* WHAT TO WORK ON
Report every line of the records below that contains the string "instance", matching case exactly.

* RAW DATA
════
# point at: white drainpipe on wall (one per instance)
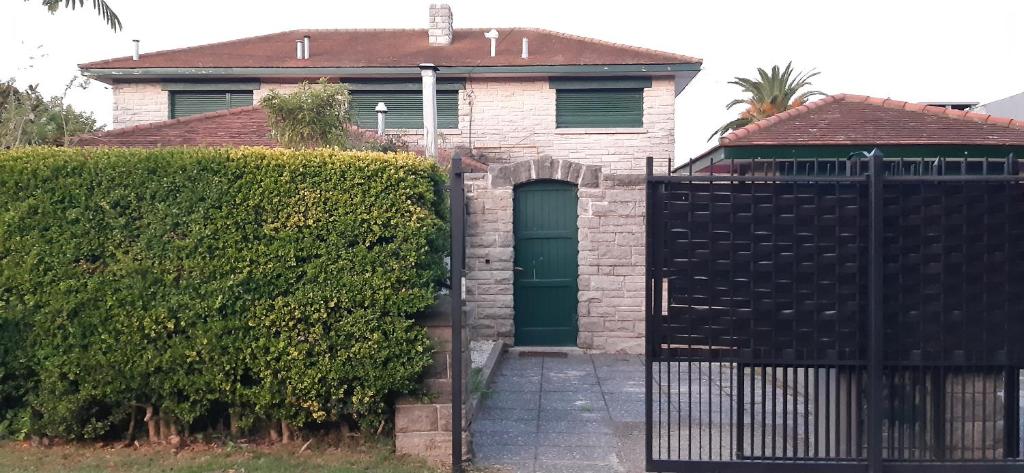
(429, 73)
════
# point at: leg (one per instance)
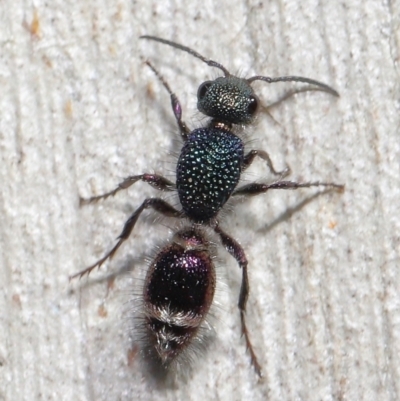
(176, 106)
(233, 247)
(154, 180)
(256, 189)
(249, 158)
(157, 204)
════
* TASK RESPONSE
# point at: white drainpipe on wall (one per instance)
# point at: leg (one per instance)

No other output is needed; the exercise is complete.